### TASK DESCRIPTION:
Return each of the entries below precisely as it appears.

(DATA SUPPLIED begins)

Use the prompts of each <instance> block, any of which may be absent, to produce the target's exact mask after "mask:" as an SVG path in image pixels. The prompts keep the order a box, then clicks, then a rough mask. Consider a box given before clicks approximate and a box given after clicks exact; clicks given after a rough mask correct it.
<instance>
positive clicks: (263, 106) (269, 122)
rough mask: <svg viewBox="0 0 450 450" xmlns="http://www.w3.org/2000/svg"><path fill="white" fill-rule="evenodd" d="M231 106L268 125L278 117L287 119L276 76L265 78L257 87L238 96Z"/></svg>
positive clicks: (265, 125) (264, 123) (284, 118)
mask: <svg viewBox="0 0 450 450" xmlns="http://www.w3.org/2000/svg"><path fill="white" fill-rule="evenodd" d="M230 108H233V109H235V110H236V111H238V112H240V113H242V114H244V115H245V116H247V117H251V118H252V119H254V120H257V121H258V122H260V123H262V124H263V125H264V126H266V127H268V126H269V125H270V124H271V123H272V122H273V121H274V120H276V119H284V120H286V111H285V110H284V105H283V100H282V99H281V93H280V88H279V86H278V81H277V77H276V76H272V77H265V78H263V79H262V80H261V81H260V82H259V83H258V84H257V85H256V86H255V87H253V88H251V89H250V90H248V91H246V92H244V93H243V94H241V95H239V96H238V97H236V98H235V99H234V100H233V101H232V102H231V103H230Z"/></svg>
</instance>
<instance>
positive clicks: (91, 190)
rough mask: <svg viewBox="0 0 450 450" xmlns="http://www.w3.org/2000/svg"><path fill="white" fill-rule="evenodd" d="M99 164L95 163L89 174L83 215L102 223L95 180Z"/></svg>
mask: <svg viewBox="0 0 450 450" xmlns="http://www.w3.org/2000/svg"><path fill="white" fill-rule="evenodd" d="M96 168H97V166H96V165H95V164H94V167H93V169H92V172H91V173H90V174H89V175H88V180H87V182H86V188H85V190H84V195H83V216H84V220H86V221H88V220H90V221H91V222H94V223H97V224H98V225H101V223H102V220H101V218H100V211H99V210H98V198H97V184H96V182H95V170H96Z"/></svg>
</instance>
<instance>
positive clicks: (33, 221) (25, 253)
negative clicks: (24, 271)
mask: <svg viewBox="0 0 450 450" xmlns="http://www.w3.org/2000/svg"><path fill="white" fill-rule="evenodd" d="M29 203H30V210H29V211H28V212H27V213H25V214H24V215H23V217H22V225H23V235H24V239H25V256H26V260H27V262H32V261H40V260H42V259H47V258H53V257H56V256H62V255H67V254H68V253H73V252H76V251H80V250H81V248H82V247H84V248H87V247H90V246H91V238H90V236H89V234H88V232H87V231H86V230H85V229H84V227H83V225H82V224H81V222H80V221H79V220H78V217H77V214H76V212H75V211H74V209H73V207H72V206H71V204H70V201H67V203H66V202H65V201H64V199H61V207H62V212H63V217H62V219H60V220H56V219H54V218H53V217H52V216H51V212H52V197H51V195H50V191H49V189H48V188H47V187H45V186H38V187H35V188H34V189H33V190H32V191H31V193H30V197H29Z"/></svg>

(DATA SUPPLIED ends)

### TASK ANSWER:
Use the prompts of each <instance> block, any of which may be absent, to produce the target's exact mask after "mask:" as an SVG path in image pixels. The prompts keep the order a box, then clicks, then a rough mask. Consider a box given before clicks approximate and a box given after clicks exact; clicks given after a rough mask correct it.
<instance>
positive clicks: (263, 106) (269, 122)
rough mask: <svg viewBox="0 0 450 450" xmlns="http://www.w3.org/2000/svg"><path fill="white" fill-rule="evenodd" d="M231 106L268 125L278 117L287 119L276 76L265 78L257 87L238 96Z"/></svg>
positive clicks: (265, 125) (264, 123) (284, 118)
mask: <svg viewBox="0 0 450 450" xmlns="http://www.w3.org/2000/svg"><path fill="white" fill-rule="evenodd" d="M230 108H233V109H235V110H236V111H238V112H240V113H242V114H244V115H245V116H247V117H251V118H252V119H254V120H257V121H258V122H260V123H262V124H263V125H264V126H266V127H268V126H269V125H270V124H271V123H272V122H273V121H274V120H276V119H284V120H286V111H285V110H284V105H283V100H282V99H281V93H280V88H279V86H278V81H277V77H276V76H272V77H265V78H263V79H262V80H261V81H260V82H259V83H258V84H257V85H256V86H255V87H253V88H251V89H250V90H248V91H246V92H244V93H243V94H241V95H239V96H238V97H236V98H235V99H234V100H233V101H232V102H231V103H230Z"/></svg>
</instance>
<instance>
positive clicks: (91, 190)
rough mask: <svg viewBox="0 0 450 450" xmlns="http://www.w3.org/2000/svg"><path fill="white" fill-rule="evenodd" d="M99 164L95 163L89 174L83 215L102 223L95 180Z"/></svg>
mask: <svg viewBox="0 0 450 450" xmlns="http://www.w3.org/2000/svg"><path fill="white" fill-rule="evenodd" d="M96 168H97V166H96V165H95V164H94V167H93V169H92V172H91V173H90V174H89V175H88V180H87V182H86V188H85V190H84V195H83V216H84V220H86V221H88V220H90V221H91V222H94V223H97V224H98V225H101V223H102V220H101V218H100V211H99V210H98V198H97V184H96V182H95V170H96Z"/></svg>
</instance>
<instance>
positive clicks: (33, 221) (25, 253)
negative clicks: (24, 271)
mask: <svg viewBox="0 0 450 450" xmlns="http://www.w3.org/2000/svg"><path fill="white" fill-rule="evenodd" d="M29 203H30V210H29V211H28V212H27V213H25V214H24V215H23V217H22V225H23V235H24V239H25V256H26V260H27V262H32V261H40V260H42V259H47V258H53V257H56V256H62V255H67V254H68V253H73V252H76V251H80V250H81V248H82V247H84V248H87V247H90V246H91V238H90V236H89V234H88V232H87V231H86V230H85V229H84V227H83V225H82V224H81V222H80V221H79V220H78V217H77V214H76V212H75V211H74V209H73V207H72V206H71V204H70V201H67V203H66V202H65V201H64V199H61V207H62V212H63V217H62V219H60V220H56V219H54V218H53V217H52V216H51V212H52V197H51V195H50V191H49V189H48V188H47V187H45V186H38V187H35V188H34V189H33V190H32V191H31V193H30V197H29Z"/></svg>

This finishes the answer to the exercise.